> _Given problem A_
Copy the passage on fertility rates below word for word, in full.

> _Reading text_
════════

2) The current best estimate for the TFR for French Muslims is about 2.8. (TFR is the number of children per woman. A TFR of about 2.1 means zero population growth.) This number has been falling steadily for the last few decades; it’s expected to drop to 2.4 in the 2020s and to approach 2.1 sometime in the 2030s.
Note that the overall TFR for France is a bit over 2. So, while Muslims are a bit more fertile, on average they’re just having about 3/4 of a kid more than their native French neighbors.
3) Is a TFR of 2.8 higher than in North Africa? Well, it depends on what you mean by “North Africa”. Tunisa is around 2.4 right now. Mauretania is around 4.3. Algeria, the figures are disputed; the high figure is around 2.8, while the low is around 2.4. And Tunis is at 1.9 — below replacement!

════════

> _Stored records_
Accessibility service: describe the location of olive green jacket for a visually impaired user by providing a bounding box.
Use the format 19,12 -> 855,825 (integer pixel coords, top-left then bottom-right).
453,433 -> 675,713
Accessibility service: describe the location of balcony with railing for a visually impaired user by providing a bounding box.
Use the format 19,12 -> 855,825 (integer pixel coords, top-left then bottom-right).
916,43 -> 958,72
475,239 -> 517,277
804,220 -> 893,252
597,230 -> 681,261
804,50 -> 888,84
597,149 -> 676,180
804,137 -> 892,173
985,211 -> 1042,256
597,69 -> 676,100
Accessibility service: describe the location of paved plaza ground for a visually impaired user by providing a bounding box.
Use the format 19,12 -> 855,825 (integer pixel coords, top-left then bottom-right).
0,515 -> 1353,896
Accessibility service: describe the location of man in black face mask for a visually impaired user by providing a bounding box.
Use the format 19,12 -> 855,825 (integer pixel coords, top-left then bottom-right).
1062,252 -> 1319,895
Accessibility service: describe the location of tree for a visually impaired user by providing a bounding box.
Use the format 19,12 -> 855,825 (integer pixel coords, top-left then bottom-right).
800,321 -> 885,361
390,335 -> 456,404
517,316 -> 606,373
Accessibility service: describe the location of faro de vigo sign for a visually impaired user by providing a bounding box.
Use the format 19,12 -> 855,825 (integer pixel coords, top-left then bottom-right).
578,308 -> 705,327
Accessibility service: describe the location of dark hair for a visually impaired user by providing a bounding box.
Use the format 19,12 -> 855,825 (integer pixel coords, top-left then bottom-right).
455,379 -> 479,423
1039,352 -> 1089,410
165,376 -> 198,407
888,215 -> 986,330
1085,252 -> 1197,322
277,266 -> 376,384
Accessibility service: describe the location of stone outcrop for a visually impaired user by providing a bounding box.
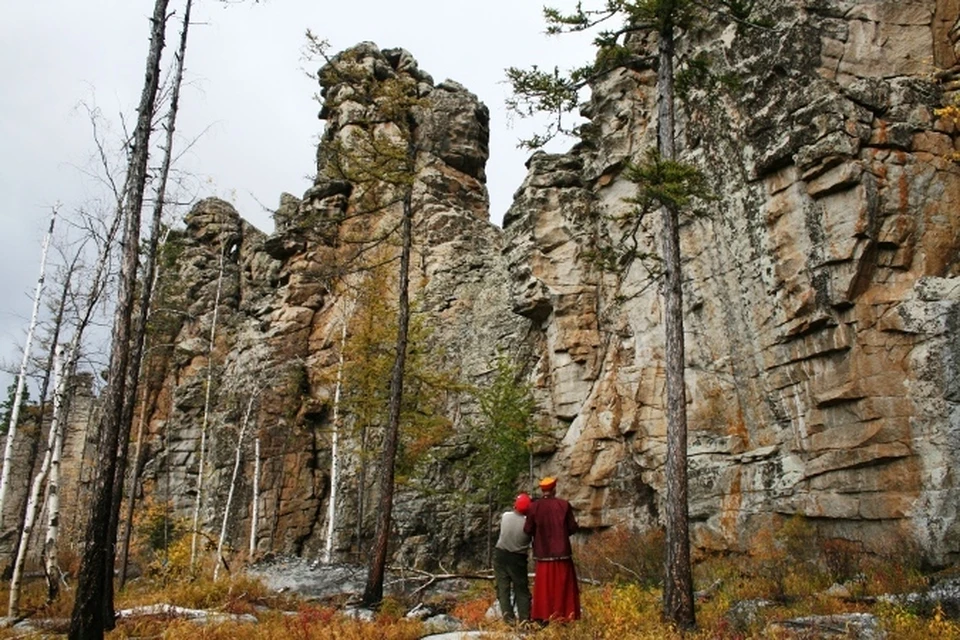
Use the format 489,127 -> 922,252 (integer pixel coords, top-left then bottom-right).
41,0 -> 960,567
505,2 -> 960,562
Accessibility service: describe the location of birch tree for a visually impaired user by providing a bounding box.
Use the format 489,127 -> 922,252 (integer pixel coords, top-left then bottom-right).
247,429 -> 260,561
324,314 -> 347,564
7,345 -> 65,618
0,205 -> 59,530
190,246 -> 226,569
213,389 -> 259,582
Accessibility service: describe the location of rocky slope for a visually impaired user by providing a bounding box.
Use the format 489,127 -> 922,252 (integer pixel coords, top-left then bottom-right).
20,0 -> 960,568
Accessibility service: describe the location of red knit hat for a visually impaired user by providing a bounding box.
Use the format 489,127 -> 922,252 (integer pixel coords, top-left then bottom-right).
513,493 -> 530,513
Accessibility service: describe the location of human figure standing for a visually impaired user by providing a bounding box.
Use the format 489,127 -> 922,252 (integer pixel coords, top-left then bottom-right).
523,477 -> 580,622
493,493 -> 531,622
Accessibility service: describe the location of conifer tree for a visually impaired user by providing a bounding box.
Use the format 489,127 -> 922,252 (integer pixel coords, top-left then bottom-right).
507,0 -> 768,629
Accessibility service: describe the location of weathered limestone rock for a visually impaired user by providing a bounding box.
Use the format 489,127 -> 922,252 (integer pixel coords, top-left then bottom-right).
50,0 -> 960,567
505,1 -> 960,561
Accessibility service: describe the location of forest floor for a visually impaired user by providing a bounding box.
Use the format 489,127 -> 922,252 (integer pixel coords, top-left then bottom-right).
0,558 -> 960,640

════════

> _Given problem B_
Repeat the entries from the line with "Accessibility service: describe the location of stone" up to and including the line with "20,0 -> 960,568", and leave out any pictures.

> _Right answer A_
2) The current best estimate for the TFR for French Muslims is about 2.8. (TFR is the number of children per woman. A TFR of about 2.1 means zero population growth.) This number has been falling steadily for the last few decades; it’s expected to drop to 2.4 in the 2020s and to approach 2.1 sometime in the 2030s.
Note that the overall TFR for France is a bit over 2. So, while Muslims are a bit more fertile, on average they’re just having about 3/4 of a kid more than their native French neighbors.
3) Is a TFR of 2.8 higher than in North Africa? Well, it depends on what you mean by “North Africa”. Tunisa is around 2.4 right now. Mauretania is around 4.3. Algeria, the figures are disputed; the high figure is around 2.8, while the low is around 2.4. And Tunis is at 1.9 — below replacement!

> _Right answer B_
Accessibility service: describe the location of stone outcrop for a visually impaired user by providing a bounding box.
Use the format 489,127 -> 922,252 (integer pixel coords, top-left then bottom-right).
41,0 -> 960,567
505,2 -> 960,562
Accessibility service: describe the location of birch tree for a visually impaired user by providing a bounding box.
Use the format 489,127 -> 922,252 (integer pixel coords, top-left then bottom-right).
247,429 -> 260,561
324,314 -> 347,564
7,345 -> 65,618
0,205 -> 59,530
190,246 -> 226,569
213,389 -> 259,582
Accessibility service: describe the location of rocky slope for a visually impaired user by providing a bounding box.
Use the format 489,127 -> 922,252 (integer pixel coords, top-left then bottom-right).
20,0 -> 960,568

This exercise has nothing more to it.